» **PROBLEM TO SOLVE**
Output all lines exactly, with nothing added or dropped.

Start of LISTED RECORDS

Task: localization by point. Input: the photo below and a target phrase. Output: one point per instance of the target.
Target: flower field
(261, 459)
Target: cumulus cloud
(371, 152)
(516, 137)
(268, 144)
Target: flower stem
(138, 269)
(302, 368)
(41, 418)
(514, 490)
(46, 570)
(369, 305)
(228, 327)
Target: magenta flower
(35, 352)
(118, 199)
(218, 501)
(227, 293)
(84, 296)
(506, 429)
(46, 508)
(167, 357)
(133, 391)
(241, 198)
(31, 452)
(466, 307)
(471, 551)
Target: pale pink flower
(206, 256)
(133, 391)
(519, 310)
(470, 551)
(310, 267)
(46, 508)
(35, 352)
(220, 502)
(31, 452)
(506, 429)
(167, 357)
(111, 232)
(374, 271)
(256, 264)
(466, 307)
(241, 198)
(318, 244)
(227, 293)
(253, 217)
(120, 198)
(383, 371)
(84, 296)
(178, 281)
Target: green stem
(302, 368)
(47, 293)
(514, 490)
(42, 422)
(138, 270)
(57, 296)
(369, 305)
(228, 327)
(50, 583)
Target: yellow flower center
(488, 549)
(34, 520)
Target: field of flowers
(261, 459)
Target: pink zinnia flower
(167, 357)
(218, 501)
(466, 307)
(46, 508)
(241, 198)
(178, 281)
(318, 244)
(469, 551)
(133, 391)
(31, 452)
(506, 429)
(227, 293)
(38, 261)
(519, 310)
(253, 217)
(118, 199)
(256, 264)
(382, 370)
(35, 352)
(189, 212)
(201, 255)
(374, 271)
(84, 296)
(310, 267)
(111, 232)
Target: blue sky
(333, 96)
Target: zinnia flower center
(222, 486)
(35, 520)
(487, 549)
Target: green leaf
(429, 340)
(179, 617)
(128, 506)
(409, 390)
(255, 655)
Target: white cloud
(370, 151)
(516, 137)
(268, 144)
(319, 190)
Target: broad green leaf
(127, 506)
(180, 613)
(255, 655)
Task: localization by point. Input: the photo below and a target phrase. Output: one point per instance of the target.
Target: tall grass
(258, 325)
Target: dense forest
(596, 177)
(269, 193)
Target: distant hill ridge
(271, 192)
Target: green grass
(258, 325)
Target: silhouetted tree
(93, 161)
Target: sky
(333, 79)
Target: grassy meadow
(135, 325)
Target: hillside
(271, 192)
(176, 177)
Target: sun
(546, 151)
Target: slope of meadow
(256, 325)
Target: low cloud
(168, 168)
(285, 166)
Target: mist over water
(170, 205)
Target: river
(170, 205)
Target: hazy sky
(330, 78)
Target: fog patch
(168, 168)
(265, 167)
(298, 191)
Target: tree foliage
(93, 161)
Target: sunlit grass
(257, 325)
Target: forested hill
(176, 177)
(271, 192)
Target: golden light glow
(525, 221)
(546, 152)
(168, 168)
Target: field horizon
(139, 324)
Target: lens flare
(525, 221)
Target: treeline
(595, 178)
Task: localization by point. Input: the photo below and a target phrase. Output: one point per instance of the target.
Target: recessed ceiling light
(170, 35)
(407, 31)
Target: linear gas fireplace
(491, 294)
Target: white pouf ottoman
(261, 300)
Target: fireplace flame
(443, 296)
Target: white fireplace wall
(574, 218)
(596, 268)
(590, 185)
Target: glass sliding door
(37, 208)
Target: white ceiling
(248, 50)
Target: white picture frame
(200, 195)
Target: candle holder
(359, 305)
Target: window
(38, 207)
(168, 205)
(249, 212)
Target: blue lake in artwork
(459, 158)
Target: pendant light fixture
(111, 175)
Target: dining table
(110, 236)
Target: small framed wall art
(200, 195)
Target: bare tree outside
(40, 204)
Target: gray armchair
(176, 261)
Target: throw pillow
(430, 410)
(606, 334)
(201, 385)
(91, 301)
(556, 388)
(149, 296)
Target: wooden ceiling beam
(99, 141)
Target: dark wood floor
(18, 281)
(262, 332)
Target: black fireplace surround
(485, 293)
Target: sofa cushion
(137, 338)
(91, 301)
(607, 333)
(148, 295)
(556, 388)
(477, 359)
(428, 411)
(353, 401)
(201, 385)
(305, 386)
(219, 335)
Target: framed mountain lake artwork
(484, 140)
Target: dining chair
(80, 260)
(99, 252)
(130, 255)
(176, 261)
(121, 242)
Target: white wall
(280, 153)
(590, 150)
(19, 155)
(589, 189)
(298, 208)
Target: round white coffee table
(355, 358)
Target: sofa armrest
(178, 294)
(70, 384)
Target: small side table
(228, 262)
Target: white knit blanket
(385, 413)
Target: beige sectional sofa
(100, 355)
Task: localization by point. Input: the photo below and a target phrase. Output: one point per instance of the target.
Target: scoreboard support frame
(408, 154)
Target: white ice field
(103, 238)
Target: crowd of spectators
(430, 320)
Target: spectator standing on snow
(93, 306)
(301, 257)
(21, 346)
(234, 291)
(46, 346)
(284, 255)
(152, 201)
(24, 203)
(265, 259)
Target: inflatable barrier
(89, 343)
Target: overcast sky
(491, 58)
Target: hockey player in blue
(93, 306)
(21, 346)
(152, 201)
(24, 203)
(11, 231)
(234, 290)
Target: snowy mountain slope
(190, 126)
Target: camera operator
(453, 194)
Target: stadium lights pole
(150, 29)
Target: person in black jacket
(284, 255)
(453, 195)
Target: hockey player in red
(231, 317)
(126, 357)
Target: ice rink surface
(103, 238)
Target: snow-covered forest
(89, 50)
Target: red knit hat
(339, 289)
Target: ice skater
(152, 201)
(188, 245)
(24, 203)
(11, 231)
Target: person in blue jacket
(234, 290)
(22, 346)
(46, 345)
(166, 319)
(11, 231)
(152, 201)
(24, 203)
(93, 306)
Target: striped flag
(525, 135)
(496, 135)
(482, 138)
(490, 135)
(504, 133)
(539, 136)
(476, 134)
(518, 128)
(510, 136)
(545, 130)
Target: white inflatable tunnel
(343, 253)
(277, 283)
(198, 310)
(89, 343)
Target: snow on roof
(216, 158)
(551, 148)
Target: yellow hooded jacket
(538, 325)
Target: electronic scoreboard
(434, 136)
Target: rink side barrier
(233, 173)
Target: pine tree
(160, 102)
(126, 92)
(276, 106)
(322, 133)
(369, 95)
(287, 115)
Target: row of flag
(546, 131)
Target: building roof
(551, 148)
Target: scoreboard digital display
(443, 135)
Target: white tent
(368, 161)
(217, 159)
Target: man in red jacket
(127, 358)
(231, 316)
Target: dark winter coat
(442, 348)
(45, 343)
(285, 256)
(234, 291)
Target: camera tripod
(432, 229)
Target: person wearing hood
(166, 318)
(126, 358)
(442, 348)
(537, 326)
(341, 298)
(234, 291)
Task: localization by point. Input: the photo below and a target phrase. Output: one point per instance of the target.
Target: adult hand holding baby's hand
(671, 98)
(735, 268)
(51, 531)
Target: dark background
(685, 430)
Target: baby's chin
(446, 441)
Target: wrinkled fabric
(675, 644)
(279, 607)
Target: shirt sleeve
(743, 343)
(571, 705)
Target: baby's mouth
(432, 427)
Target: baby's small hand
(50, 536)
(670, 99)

End of LISTED RECORDS

» **TASK RESULT**
Task: localization by point. Input: the photo below and a target phrase. Output: one point per instance of the target.
Target: flower field
(261, 459)
Target: cumulus cloud
(371, 152)
(516, 137)
(268, 144)
Target: flower stem
(138, 269)
(302, 368)
(41, 418)
(514, 490)
(46, 570)
(369, 305)
(228, 327)
Target: magenta flower
(35, 352)
(118, 199)
(218, 501)
(227, 293)
(84, 296)
(506, 429)
(46, 508)
(167, 357)
(133, 391)
(241, 198)
(31, 452)
(466, 307)
(471, 551)
Target: pale pink flower
(206, 256)
(133, 391)
(519, 310)
(470, 551)
(310, 267)
(46, 508)
(35, 352)
(220, 502)
(31, 452)
(506, 429)
(167, 357)
(111, 232)
(374, 271)
(256, 264)
(466, 307)
(241, 198)
(318, 244)
(227, 293)
(253, 217)
(120, 198)
(383, 371)
(84, 296)
(178, 281)
Target: green stem
(302, 368)
(47, 293)
(514, 490)
(42, 422)
(138, 270)
(57, 296)
(369, 305)
(228, 327)
(50, 583)
Target: yellow flower center
(488, 549)
(34, 520)
Target: field of flowers
(261, 459)
Target: pink zinnia flower
(167, 357)
(218, 501)
(466, 307)
(46, 508)
(241, 198)
(178, 281)
(318, 244)
(469, 551)
(133, 391)
(31, 452)
(506, 429)
(227, 293)
(38, 261)
(519, 310)
(253, 217)
(118, 199)
(256, 264)
(382, 370)
(35, 352)
(189, 212)
(201, 255)
(374, 271)
(84, 296)
(310, 267)
(111, 232)
Target: blue sky
(333, 96)
Target: zinnia flower center
(222, 486)
(35, 520)
(487, 549)
Target: green leaf
(429, 340)
(179, 617)
(128, 506)
(409, 390)
(255, 655)
Target: white cloud
(370, 151)
(516, 137)
(268, 144)
(319, 190)
Target: broad green leaf
(127, 506)
(180, 613)
(255, 655)
Task: localization by point. Input: the photo below and a target phrase. Output: one point per instance of the target.
Target: tall grass
(258, 325)
Target: dense forest
(596, 177)
(269, 193)
Target: distant hill ridge
(271, 192)
Target: green grass
(258, 325)
Target: silhouetted tree
(93, 161)
Target: sky
(333, 79)
Target: grassy meadow
(135, 325)
Target: hillside
(271, 192)
(176, 177)
Target: sun
(546, 151)
Target: slope of meadow
(256, 325)
Target: low cloud
(168, 168)
(285, 166)
Target: mist over water
(170, 205)
Target: river
(170, 205)
Target: hazy sky
(330, 78)
Target: fog patch
(168, 168)
(265, 167)
(298, 191)
Target: tree foliage
(93, 161)
Target: sunlit grass
(257, 325)
Target: forested hill
(176, 177)
(271, 192)
Target: golden light glow
(525, 221)
(546, 152)
(168, 168)
Target: field horizon
(139, 324)
Target: lens flare
(525, 221)
Target: treeline
(595, 178)
Task: localization by point. Input: the photo below and a target phrase. Output: one point per instance of the target.
Target: recessed ceiling light
(170, 35)
(407, 31)
Target: linear gas fireplace
(491, 294)
Target: white pouf ottoman
(261, 300)
Target: fireplace flame
(443, 296)
Target: white fireplace wall
(574, 218)
(596, 268)
(590, 185)
Target: glass sliding door
(37, 208)
Target: white ceiling
(248, 50)
Target: white picture frame
(200, 195)
Target: candle holder
(359, 305)
Target: window
(38, 207)
(168, 205)
(249, 212)
Target: blue lake in artwork
(459, 158)
Target: pendant light fixture
(111, 175)
Target: dining table
(110, 236)
Target: small framed wall art
(200, 195)
Target: bare tree outside
(40, 204)
Target: gray armchair
(176, 261)
Target: throw pillow
(430, 410)
(606, 334)
(201, 385)
(91, 301)
(556, 388)
(149, 296)
Target: wooden ceiling beam
(99, 141)
Target: dark wood floor
(18, 281)
(262, 332)
Target: black fireplace surround
(485, 293)
Target: sofa cushion
(137, 338)
(91, 301)
(607, 333)
(148, 295)
(556, 388)
(477, 359)
(428, 411)
(353, 401)
(201, 385)
(305, 386)
(219, 335)
Target: framed mountain lake artwork
(484, 140)
Target: dining chair
(80, 260)
(99, 252)
(130, 255)
(176, 261)
(121, 242)
Target: white wall
(280, 153)
(590, 150)
(19, 155)
(589, 189)
(298, 208)
Target: round white coffee table
(355, 358)
Target: sofa armrest
(178, 294)
(70, 384)
Target: small side table
(228, 262)
Target: white knit blanket
(385, 413)
Target: beige sectional sofa
(100, 355)
Task: localization by point. Input: the photo below and a target phrase. Output: one point per instance of the target.
Target: scoreboard support frame
(408, 154)
Target: white ice field
(103, 238)
Target: crowd of spectators
(430, 320)
Target: spectator standing on snow
(93, 306)
(301, 257)
(21, 346)
(234, 291)
(46, 346)
(284, 255)
(152, 201)
(24, 203)
(265, 259)
Target: inflatable barrier
(89, 343)
Target: overcast sky
(491, 58)
Target: hockey player in blue
(93, 306)
(21, 346)
(152, 201)
(24, 203)
(11, 231)
(234, 290)
Target: snowy mountain slope
(190, 126)
Target: camera operator
(453, 194)
Target: stadium lights pole
(150, 29)
Target: person in black jacket
(284, 255)
(453, 195)
Target: hockey player in red
(231, 317)
(126, 357)
Target: ice rink surface
(103, 238)
Target: snow-covered forest
(89, 50)
Target: red knit hat
(339, 289)
Target: ice skater
(152, 201)
(188, 245)
(24, 203)
(11, 231)
Target: person in blue jacket
(234, 290)
(22, 346)
(46, 345)
(166, 319)
(11, 231)
(152, 201)
(24, 203)
(93, 306)
Target: striped flag
(525, 135)
(496, 135)
(482, 138)
(490, 135)
(504, 133)
(539, 136)
(476, 134)
(518, 128)
(510, 136)
(545, 130)
Target: white inflatable tunnel
(343, 253)
(277, 283)
(198, 310)
(89, 343)
Target: snow on roof
(216, 158)
(551, 148)
Target: yellow hooded jacket
(538, 325)
Target: electronic scoreboard
(434, 136)
Target: rink side barrier
(233, 173)
Target: pine tree
(160, 102)
(126, 92)
(276, 106)
(322, 133)
(369, 95)
(287, 115)
Target: row of flag
(546, 131)
Target: building roof
(551, 148)
Target: scoreboard digital display
(443, 135)
Target: white tent
(368, 161)
(217, 159)
Target: man in red jacket
(127, 358)
(231, 316)
Target: dark winter coat
(442, 348)
(45, 343)
(285, 256)
(234, 291)
Target: camera tripod
(432, 229)
Target: person wearing hood
(166, 318)
(126, 358)
(442, 348)
(537, 326)
(341, 298)
(234, 291)
Task: localization by point. Input: the photo below and a target phrase. Output: one point per instance of the target.
Target: adult hand holding baby's hand
(671, 98)
(735, 268)
(51, 531)
Target: dark background
(685, 430)
Target: baby's chin
(446, 441)
Target: wrinkled fabric
(675, 644)
(279, 607)
Target: shirt sleeve
(743, 343)
(571, 705)
Target: baby's mouth
(432, 427)
Target: baby's small hand
(50, 536)
(670, 99)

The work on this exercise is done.